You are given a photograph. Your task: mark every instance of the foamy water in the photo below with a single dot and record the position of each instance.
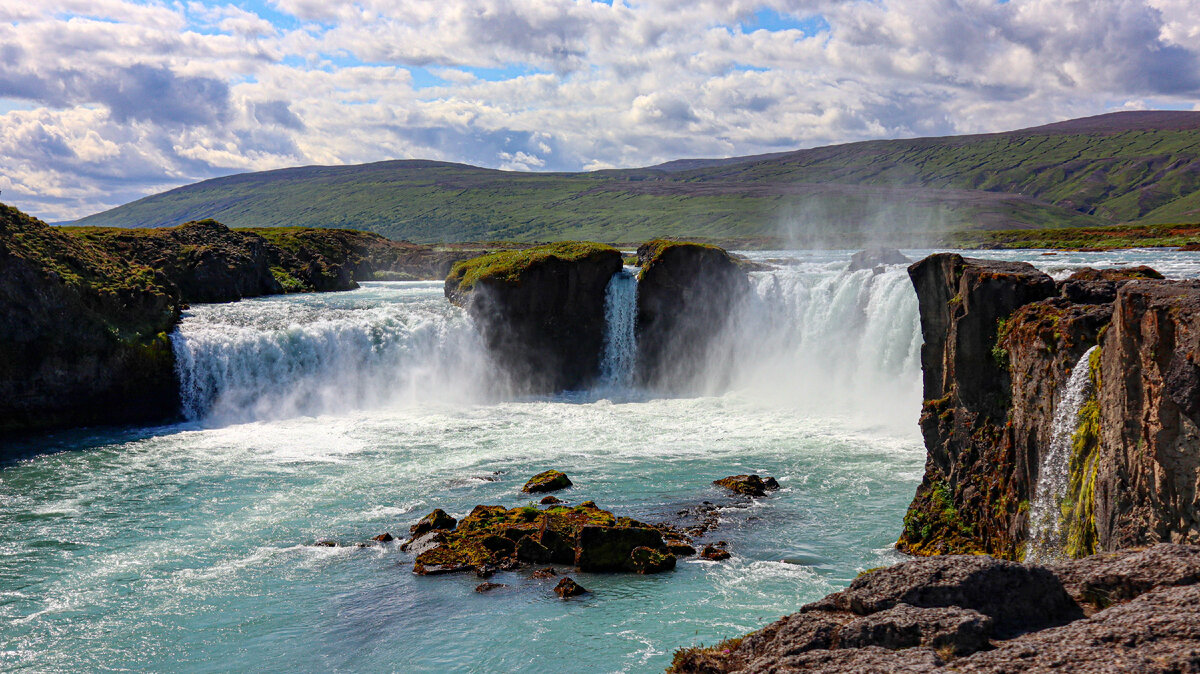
(346, 415)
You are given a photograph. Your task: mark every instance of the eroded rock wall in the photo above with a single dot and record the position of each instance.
(1001, 341)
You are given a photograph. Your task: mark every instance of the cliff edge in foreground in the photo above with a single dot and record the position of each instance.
(1001, 341)
(1131, 612)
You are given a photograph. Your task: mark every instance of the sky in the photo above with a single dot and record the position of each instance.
(107, 101)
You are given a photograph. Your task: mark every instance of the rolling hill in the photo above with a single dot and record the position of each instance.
(1134, 167)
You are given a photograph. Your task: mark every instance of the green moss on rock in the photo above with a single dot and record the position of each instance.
(507, 266)
(546, 481)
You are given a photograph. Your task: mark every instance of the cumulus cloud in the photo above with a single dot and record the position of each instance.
(105, 101)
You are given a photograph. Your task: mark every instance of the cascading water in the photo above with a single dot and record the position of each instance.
(1045, 517)
(621, 331)
(322, 354)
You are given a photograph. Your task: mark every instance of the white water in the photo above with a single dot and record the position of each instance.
(1045, 516)
(330, 354)
(813, 335)
(621, 336)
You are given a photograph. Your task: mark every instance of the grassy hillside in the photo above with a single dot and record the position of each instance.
(1125, 167)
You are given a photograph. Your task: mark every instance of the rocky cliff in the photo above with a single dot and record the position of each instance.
(540, 311)
(1001, 341)
(83, 334)
(1137, 611)
(687, 296)
(210, 263)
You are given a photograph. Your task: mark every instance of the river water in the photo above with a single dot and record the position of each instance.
(340, 416)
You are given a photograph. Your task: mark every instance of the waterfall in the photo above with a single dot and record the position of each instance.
(1045, 517)
(811, 336)
(621, 337)
(325, 354)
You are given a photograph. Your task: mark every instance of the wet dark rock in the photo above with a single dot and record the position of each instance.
(546, 481)
(981, 614)
(540, 311)
(952, 629)
(681, 548)
(569, 588)
(609, 548)
(687, 298)
(651, 560)
(873, 258)
(436, 519)
(714, 553)
(748, 485)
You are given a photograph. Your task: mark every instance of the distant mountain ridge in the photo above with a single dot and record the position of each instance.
(1132, 167)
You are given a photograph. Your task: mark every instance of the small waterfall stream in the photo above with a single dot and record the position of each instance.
(1045, 518)
(621, 336)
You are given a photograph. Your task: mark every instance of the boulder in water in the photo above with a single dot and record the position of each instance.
(569, 588)
(546, 481)
(436, 519)
(873, 258)
(748, 485)
(649, 560)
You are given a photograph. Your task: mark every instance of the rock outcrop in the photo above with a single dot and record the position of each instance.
(210, 263)
(83, 334)
(491, 537)
(540, 311)
(1001, 341)
(1128, 612)
(688, 295)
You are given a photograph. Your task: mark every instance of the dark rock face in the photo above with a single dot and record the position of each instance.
(979, 614)
(871, 258)
(1147, 480)
(687, 296)
(1001, 339)
(83, 335)
(543, 320)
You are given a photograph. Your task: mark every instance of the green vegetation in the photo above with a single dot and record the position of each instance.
(1085, 238)
(507, 266)
(1078, 506)
(1127, 169)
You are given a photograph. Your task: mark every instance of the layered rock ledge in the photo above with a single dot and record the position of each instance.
(1135, 611)
(1000, 342)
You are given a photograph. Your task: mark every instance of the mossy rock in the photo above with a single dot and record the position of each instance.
(651, 560)
(546, 481)
(489, 536)
(748, 485)
(508, 266)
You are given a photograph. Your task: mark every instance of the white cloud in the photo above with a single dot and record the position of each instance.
(130, 97)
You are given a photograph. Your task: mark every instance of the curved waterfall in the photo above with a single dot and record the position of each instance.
(813, 336)
(1045, 518)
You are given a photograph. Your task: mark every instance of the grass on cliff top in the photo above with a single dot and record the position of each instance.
(1103, 238)
(507, 266)
(73, 260)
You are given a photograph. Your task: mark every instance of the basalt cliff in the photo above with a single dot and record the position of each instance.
(85, 312)
(1000, 342)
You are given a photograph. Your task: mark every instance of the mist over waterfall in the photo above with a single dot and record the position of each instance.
(621, 331)
(826, 339)
(330, 353)
(1054, 475)
(811, 336)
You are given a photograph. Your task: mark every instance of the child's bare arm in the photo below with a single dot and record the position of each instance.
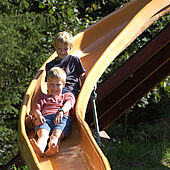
(39, 116)
(82, 79)
(66, 107)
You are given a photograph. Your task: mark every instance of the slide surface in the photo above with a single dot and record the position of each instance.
(97, 47)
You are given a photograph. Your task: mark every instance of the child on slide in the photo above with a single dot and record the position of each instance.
(52, 111)
(63, 43)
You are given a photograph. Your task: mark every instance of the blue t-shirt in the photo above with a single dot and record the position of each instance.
(73, 67)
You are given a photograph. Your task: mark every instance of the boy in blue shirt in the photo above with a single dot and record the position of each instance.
(63, 43)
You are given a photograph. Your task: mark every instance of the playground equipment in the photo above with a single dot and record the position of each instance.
(97, 47)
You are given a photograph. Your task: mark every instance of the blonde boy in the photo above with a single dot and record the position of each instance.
(63, 43)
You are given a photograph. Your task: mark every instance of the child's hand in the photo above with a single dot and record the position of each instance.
(58, 118)
(41, 119)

→ **YOUR INSTRUCTIONS**: The reply should contain all of the data above, word for word, with no pictures.

→ **ANSWER TO THIS PROBLEM**:
You are given a photograph. Your task: mark every instance of the foamy water in the photo below with a single dot and record the position of each instance.
(346, 415)
You are given a photograph. Your task: mark every instance of the eroded rock wall in the photo above with a single dot and record the position of each instance.
(1001, 341)
You are given a photograph. Your task: mark every instance of the cliff edge in foreground in the photo above with a single dot and record the position of each instance.
(1001, 341)
(1131, 612)
You are given a photograph. Your task: mark every instance of the sky in the photo above with a single dot and record the position of each instance.
(107, 101)
You are given a photograph. Your task: mark every instance of the rolling hill in the photo above with a single dot and record the position of each instance.
(1134, 167)
You are given a photograph. Your task: mark every instance of the green moss on rock in the photo above with a single dot and record the position of each instance.
(507, 266)
(546, 481)
You are given a photograph. Your task: mark every instance of the cumulus cloud in the photo above with a single dot and record the position of each instance.
(105, 101)
You are given a photograph. Your task: mark every instance of the cascading water in the photo above with a single dot and record the position of each instance.
(1045, 517)
(621, 331)
(322, 354)
You are given a photograph. Your task: mark every instance of the white water in the photo above with a single dot and record the position of each instance.
(1045, 516)
(330, 354)
(813, 335)
(621, 336)
You are given a photograph. Your task: mark every instance of the grassy hillside in the photo above with a single dot and record the position of each instance.
(1125, 167)
You are given a photograph. Your task: mark every instance of the rocky cliff in the photo above with a single dot and record the position of each instance.
(540, 311)
(1001, 341)
(83, 334)
(1137, 611)
(687, 296)
(210, 263)
You are given a photograph. Your task: mark every instance of the river water in the photo above with a single dot and record the position of each instance.
(340, 416)
You are given a photograph. Your task: mark every instance of the waterfall in the photo above with a single dot and record the position of each instance.
(1045, 517)
(811, 336)
(621, 337)
(325, 354)
You are given a photograph. Your task: mark every instance of the wet dark rock in the photo above with a single dot and record the position of each instance.
(546, 481)
(981, 614)
(540, 311)
(952, 629)
(681, 548)
(569, 588)
(609, 548)
(687, 298)
(651, 560)
(873, 258)
(436, 519)
(714, 553)
(748, 485)
You are given a photograph. Your task: mark every instance of the distant mountain ridge in the photo above with a single dot and record the position of each instance.
(1132, 167)
You are given a photograph. Your task: mark every instance of the small waterfall stream in the photo above with a single dot and record the position of each instance.
(1045, 518)
(621, 336)
You are given a photograph. Your task: mark every instance of the boulder in water in the photo above with a single dot and record the position of each instance.
(569, 588)
(546, 481)
(436, 519)
(873, 258)
(748, 485)
(649, 560)
You are given a photograph. Your task: mark every instance of the rock outcrop in the photo above with a single dot and record the position of each instance.
(210, 263)
(83, 334)
(491, 537)
(540, 311)
(1001, 341)
(1128, 612)
(688, 295)
You are given a photograph. Your task: mark every instance of the dark rock face in the photo above with a single dot and record the position of each instance.
(979, 614)
(871, 258)
(1147, 480)
(687, 296)
(1001, 339)
(83, 335)
(543, 320)
You are given a photograph. Your task: mark every instance of the green vegetation in the photo above with a single dot and record the position of each instance.
(1085, 238)
(507, 266)
(1078, 506)
(1127, 169)
You are given a photograph. Your task: mark every instance of the layered rock ledge in the photo above with a single dot and record the position of each instance.
(1135, 611)
(1000, 342)
You are given a photograph. Your task: mark every instance of the mossy rock in the photo above with a single dot and record the position of each instance.
(651, 560)
(546, 481)
(489, 536)
(748, 485)
(508, 266)
You are given a photograph. Your task: mark every instance of the white cloud in the photo above with a single dot and record the position of each instance.
(130, 97)
You are given a photograph. Your task: mark every instance of the curved waterfall in the photo above with a single dot and record the position of each instance.
(813, 336)
(1045, 518)
You are given a photograph. Your task: mark every instance of the grass on cliff top in the photo above with a single dot and record the position of each instance.
(1103, 238)
(507, 266)
(73, 260)
You are given a photograph. Your task: mark every instance of the basalt cliff in the photo above with a single dot and record the position of each instance.
(85, 312)
(1000, 342)
You are given a photograph. Your task: mark every instance of the mist over waterfall in the photo above with a single dot and record the position of each instance.
(621, 331)
(826, 339)
(330, 353)
(1054, 475)
(811, 336)
You are given a photograph. Your task: mark every instance of the child's bare arm in the photo below with a single dot and record the position of each instance.
(39, 116)
(82, 79)
(66, 107)
You are given a photograph. Your task: mark every instance of the slide surface in the photo above with a single dot and record the position of each instance.
(97, 47)
You are given a photograph. Your task: mark every instance of the child on slide in the photo above with a single dot and record the position of each instance.
(52, 111)
(63, 43)
You are given a photograph. Your task: mark every instance of the blue t-shirt in the photo above with a single dot and record the position of each instance.
(73, 67)
You are given a photograph. Your task: mark every instance of the boy in blue shirt in the photo above with a single dot and record the position of each instance.
(63, 43)
You are given a photograph. Your task: mark every instance of the playground equipment in the photo above with a single dot and record the position of each instance.
(97, 47)
You are given a photograph. Your task: mark every instance of the blonde boy in the photo above with a single dot and record the position of each instance.
(63, 43)
You are given a photograph. Your task: mark every instance of the child's hand in the photo above with a single dot and record the position of each instance.
(58, 118)
(41, 119)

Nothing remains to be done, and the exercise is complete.